**THE PROBLEM**
Which lines in the records below contain the string "cockpit"? Sift those lines out and copy each one.

# Start of AVAILABLE RECORDS

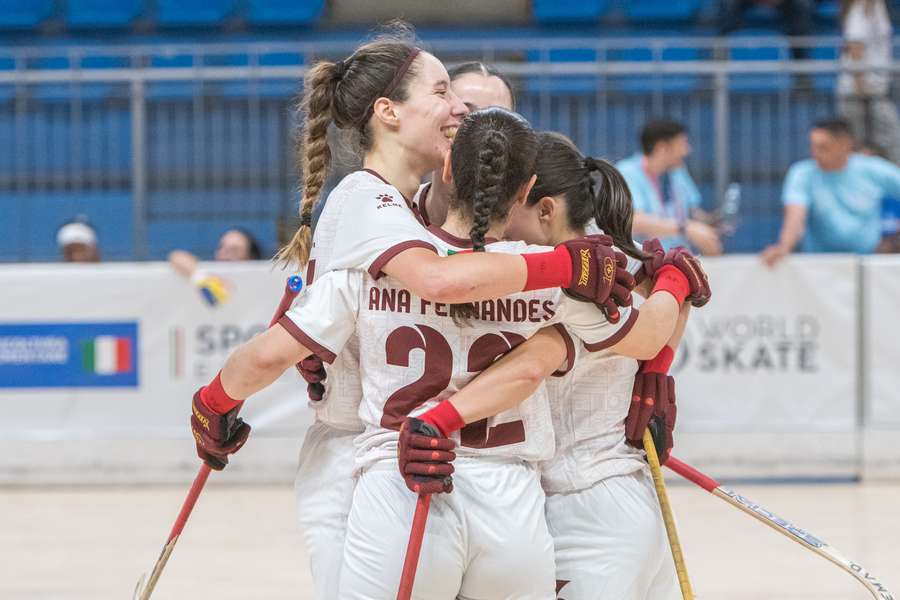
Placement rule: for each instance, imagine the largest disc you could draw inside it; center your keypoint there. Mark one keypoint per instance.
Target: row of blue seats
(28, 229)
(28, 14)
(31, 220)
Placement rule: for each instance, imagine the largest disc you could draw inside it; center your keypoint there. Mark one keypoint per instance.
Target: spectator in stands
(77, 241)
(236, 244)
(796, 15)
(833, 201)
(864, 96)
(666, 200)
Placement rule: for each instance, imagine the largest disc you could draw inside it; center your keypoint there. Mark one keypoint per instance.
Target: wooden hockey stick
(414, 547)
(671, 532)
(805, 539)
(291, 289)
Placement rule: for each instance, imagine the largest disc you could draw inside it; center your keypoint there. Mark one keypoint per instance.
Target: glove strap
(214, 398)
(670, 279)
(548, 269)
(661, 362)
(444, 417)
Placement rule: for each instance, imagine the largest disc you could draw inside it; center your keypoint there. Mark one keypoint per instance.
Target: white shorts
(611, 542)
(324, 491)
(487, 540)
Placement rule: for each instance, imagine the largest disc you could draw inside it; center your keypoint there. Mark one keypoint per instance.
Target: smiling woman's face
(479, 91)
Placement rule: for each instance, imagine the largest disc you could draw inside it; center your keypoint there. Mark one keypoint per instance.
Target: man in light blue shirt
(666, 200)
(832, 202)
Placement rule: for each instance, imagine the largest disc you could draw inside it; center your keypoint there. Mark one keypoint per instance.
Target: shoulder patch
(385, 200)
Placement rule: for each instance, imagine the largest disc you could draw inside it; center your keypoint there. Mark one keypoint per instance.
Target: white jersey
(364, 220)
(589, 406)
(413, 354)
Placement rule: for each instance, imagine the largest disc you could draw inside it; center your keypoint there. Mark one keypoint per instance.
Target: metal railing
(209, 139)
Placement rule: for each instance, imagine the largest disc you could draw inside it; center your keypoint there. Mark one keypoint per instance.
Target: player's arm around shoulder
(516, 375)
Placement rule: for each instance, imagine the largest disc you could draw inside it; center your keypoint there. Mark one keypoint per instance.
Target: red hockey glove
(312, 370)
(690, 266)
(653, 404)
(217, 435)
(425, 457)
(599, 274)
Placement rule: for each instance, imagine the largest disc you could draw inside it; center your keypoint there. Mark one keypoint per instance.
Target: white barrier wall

# End of AVAILABLE RECORDS
# Start of AVAILABLE RECORDS

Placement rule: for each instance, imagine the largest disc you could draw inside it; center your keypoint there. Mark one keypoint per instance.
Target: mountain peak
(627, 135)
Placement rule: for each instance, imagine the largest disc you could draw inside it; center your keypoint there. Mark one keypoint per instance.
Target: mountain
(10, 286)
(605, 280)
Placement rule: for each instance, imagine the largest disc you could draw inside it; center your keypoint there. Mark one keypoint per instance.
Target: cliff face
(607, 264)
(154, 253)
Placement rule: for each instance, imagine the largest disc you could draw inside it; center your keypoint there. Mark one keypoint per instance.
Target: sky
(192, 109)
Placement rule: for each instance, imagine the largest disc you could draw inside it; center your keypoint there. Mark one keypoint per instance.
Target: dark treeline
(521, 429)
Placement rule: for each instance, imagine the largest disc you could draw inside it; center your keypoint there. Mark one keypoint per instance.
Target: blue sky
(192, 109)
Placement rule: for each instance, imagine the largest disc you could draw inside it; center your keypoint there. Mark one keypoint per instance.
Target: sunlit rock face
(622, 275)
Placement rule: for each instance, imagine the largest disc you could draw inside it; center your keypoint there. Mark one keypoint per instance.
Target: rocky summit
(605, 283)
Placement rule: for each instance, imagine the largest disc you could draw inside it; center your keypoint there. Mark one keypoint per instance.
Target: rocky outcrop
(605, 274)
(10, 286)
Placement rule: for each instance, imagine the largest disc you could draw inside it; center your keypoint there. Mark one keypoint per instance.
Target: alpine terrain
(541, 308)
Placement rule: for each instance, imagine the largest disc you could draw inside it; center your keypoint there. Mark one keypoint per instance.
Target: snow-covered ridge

# End of AVAILABLE RECORDS
# Start of AVAILABLE RECORDS

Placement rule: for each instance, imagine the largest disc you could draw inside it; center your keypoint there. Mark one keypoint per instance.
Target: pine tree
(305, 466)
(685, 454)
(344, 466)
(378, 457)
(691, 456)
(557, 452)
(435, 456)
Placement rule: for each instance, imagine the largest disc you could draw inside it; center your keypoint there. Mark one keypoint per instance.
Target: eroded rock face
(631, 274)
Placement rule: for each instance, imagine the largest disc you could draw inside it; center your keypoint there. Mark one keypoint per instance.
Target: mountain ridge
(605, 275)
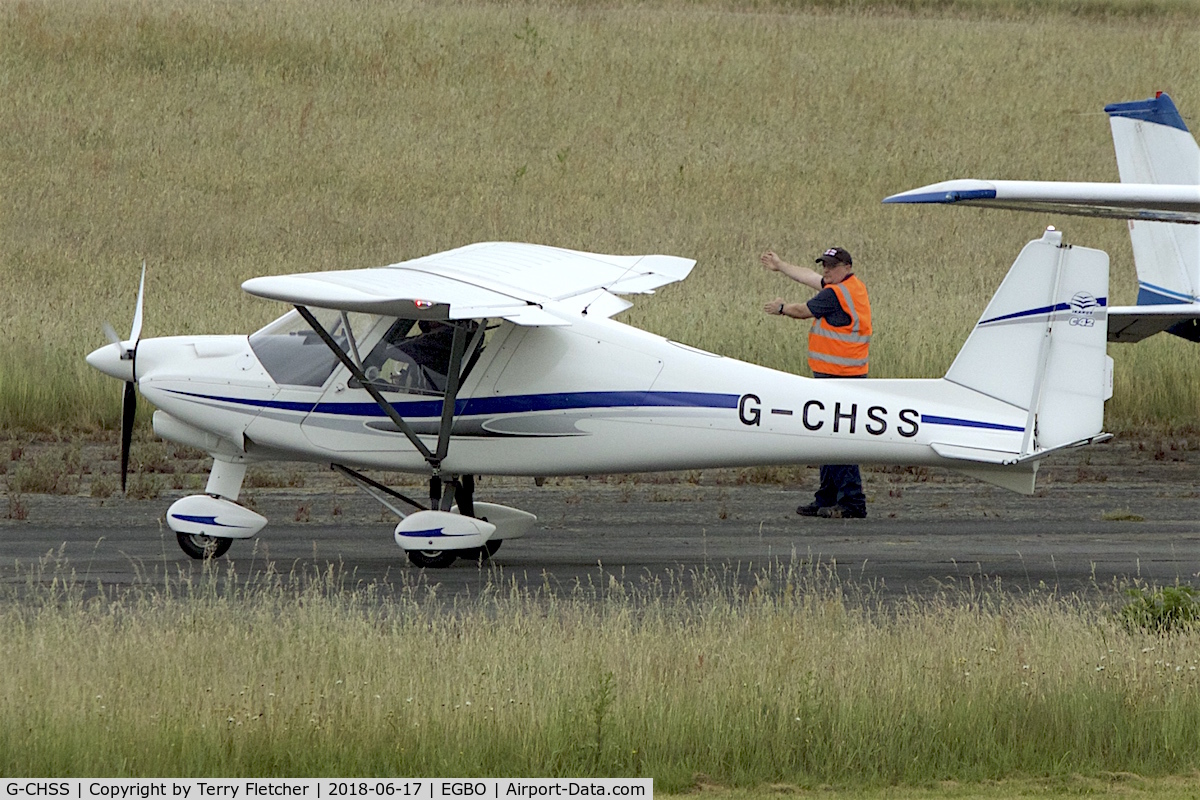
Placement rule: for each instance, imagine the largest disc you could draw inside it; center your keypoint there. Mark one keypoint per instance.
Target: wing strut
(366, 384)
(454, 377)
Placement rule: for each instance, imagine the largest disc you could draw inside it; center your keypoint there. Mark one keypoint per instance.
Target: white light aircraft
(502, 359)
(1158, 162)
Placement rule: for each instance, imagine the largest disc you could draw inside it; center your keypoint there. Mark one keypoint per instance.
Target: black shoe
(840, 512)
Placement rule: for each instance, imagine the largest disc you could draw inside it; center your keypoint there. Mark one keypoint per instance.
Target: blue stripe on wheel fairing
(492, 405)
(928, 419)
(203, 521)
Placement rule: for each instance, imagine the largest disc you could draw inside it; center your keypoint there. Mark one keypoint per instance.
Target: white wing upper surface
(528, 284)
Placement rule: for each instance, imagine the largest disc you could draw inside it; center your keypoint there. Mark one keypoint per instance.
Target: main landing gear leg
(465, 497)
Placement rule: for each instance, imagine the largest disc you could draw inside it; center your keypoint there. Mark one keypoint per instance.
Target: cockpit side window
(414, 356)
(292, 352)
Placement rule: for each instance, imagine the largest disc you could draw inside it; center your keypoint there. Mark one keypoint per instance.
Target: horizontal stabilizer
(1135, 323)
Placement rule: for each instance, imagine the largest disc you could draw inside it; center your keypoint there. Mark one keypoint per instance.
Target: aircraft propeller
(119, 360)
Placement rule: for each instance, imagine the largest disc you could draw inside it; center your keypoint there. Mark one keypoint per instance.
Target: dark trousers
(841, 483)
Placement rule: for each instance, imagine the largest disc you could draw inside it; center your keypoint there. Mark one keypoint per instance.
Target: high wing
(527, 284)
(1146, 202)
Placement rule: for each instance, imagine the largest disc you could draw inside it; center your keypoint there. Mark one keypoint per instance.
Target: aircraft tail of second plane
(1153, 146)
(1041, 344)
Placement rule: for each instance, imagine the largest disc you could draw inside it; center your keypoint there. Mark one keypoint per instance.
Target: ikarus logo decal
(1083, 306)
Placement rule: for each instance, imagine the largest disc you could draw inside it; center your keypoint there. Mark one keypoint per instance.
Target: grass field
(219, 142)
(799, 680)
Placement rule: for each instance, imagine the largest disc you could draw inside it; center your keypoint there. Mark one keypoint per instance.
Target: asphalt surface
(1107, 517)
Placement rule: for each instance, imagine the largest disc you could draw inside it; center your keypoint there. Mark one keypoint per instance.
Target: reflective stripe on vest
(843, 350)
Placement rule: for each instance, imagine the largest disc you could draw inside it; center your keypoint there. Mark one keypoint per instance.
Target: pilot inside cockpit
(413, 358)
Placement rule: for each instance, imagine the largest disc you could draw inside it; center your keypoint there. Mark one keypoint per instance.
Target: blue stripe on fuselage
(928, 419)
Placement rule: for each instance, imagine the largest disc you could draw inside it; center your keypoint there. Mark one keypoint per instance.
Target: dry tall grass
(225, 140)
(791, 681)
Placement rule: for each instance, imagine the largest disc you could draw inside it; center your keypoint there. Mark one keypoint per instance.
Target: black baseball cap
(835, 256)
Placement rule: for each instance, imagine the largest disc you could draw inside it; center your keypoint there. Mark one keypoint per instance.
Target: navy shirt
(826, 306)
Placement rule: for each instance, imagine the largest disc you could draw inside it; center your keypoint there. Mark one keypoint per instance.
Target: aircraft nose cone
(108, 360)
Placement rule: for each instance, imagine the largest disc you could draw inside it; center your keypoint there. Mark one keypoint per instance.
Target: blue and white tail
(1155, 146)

# End of AVAILABLE RECORDS

**THE COMPLETED TASK**
Target: cockpit side window
Target: pilot inside cockpit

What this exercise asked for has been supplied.